- _EXTRAIT DU TÉMOIGNAGE_:
Pour moi, c'était un dernier jour de congés...J'éclusais une partie
de tous les congés pas pris au cours des années précédentes. Cette
période de repos assez longue prenant fin, je combattais ma mélancolie
de veille de reprise en jouant à un jeu de cartes des Minuscules avec ma
fille de 5 ans (vous savez, les dessins animés courts qui mettent en
scène des petites bêtes - elle adore). A ce moment-là, je ne savais pas
encore que la massacre dans les locaux de Charlie avait pris fin depuis
un moment, que Pelloux avait tiré des ruines fumantes du bureau des
blessés et que Cabu, Charb, Wolinski, Tignous, Maris étaient morts, et d'autres bien près de l'être.
En
cours de partie, j'ai reçu un SMS de ma belle-soeur : "tu as vu pour
Charlie ? C'est horrible". J'ai continué de jouer ma main,
tranquillement, et j'ai saisi la première occasion pour m'informer.
J'étais,
comme nombre de gens, sidéré, effondré. Je voyais les noms, mais mon
esprit refusait la réalité que reflétait l'écran de mon smartphone. J'ai
fini la partie de cartes dans un état second, je ne me sentais pas
d'expliquer à ma fille tout de suite.
Plus tard, je l'ai fait, bien sûr - de manière elliptique, elle est petite, quand même. On est allés au rassemblement à Rennes ensemble,
pour lui expliquer que quand des gens faisaient des choses vraiment
horribles, parfois, ça indignait tellement de gens qu'ils sortaient dans
la rue pour le dire, et que quand on dit quelque chose avec tant de
gens, les mots qu'on dit sont beaucoup plus forts - et surtout beaucoup
plus forts que de taper sur les "gens méchants".

- _LIGNES DE DONNÉES_:
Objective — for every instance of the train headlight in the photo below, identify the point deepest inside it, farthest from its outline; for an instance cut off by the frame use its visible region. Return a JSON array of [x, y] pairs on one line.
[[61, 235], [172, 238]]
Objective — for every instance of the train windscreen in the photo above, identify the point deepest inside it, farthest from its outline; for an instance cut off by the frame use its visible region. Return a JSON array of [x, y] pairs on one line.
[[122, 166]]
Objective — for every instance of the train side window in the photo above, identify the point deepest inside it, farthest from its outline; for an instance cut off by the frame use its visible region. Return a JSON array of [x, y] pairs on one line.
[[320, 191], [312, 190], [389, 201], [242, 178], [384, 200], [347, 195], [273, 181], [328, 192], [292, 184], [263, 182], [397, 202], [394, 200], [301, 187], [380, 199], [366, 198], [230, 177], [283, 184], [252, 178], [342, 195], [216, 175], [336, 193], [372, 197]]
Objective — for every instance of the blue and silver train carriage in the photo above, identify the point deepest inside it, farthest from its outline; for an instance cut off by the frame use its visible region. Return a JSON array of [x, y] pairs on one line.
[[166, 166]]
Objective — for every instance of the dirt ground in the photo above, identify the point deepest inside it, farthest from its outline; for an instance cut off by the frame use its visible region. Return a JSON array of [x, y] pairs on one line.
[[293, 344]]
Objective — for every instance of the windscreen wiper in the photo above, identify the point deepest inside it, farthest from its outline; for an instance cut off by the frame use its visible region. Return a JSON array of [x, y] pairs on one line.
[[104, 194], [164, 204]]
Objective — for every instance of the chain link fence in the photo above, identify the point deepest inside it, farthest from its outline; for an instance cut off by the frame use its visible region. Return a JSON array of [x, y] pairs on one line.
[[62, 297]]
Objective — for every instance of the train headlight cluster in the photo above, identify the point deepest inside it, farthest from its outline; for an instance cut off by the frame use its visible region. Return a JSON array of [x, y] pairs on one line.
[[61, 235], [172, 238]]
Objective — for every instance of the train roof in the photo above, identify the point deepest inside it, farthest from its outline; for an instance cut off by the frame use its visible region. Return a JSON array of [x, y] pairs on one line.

- _TRAVAIL À FAIRE_:
A. Recopiez à l'identique le passage du témoignage qui s'ouvre sur les mots « Pour moi, c'était » et se termine par « près de l'être. ».
B. D'après le témoignage, dans quelle ville a eu lieu le rassemblement auquel la fille a été emmenée ?
La liste ne sert à rien dans ce travail.

- _RÉPONSES FOURNIES_:
A.
Pour moi, c'était un dernier jour de congés...J'éclusais une partie
de tous les congés pas pris au cours des années précédentes. Cette
période de repos assez longue prenant fin, je combattais ma mélancolie
de veille de reprise en jouant à un jeu de cartes des Minuscules avec ma
fille de 5 ans (vous savez, les dessins animés courts qui mettent en
scène des petites bêtes - elle adore). A ce moment-là, je ne savais pas
encore que la massacre dans les locaux de Charlie avait pris fin depuis
un moment, que Pelloux avait tiré des ruines fumantes du bureau des
blessés et que Cabu, Charb, Wolinski, Tignous, Maris étaient morts, et d'autres bien près de l'être.

B. À Rennes.